WHAT IS NEEDED:
Return every line of the entries below that contains the string "wooden", treating uppercase and lowercase as different.

======== DATA SUPPLIED

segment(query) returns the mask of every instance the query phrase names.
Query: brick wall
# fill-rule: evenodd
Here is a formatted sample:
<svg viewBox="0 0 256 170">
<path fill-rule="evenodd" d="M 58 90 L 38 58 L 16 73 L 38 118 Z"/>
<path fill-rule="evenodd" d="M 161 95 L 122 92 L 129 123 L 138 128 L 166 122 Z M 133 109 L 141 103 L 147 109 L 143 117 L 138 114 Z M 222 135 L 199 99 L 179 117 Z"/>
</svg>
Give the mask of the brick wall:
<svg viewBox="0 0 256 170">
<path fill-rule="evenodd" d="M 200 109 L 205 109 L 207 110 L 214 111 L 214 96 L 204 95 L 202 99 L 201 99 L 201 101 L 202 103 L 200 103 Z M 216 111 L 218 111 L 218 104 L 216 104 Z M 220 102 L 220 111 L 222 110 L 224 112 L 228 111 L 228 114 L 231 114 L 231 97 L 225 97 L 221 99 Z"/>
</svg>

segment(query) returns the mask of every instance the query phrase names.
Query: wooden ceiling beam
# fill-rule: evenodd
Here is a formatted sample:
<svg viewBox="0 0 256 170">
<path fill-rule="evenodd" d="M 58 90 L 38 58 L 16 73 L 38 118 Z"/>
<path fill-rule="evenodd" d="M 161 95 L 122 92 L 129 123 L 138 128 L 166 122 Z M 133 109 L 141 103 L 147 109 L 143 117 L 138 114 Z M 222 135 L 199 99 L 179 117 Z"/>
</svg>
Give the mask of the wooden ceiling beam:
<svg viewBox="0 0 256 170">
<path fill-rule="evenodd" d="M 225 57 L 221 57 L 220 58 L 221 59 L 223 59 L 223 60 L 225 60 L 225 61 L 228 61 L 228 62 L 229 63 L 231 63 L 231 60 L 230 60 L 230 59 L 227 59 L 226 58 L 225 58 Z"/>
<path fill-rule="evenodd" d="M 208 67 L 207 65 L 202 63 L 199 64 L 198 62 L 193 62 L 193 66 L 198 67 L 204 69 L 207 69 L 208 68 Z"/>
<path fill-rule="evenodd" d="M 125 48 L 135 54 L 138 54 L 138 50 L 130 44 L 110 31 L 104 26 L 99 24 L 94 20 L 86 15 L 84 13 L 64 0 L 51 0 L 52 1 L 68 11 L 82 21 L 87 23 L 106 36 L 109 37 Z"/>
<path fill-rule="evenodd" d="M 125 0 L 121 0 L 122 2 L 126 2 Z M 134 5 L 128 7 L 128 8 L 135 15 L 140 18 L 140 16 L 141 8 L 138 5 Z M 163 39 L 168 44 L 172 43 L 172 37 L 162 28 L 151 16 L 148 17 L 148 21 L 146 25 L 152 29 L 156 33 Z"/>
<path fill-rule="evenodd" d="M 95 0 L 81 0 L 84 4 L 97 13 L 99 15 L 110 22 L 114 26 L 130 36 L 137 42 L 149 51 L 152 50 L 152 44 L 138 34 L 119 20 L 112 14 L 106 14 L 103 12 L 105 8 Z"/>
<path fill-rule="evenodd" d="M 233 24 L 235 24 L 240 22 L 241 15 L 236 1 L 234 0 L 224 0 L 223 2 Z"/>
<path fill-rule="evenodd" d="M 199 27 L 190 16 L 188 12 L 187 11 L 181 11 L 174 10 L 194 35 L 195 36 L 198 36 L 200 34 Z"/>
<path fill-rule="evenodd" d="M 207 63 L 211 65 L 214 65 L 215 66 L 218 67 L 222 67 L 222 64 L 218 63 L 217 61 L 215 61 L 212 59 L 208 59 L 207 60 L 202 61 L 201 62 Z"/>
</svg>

================

REPLY:
Query: wooden ceiling beam
Give the mask of the wooden ceiling beam:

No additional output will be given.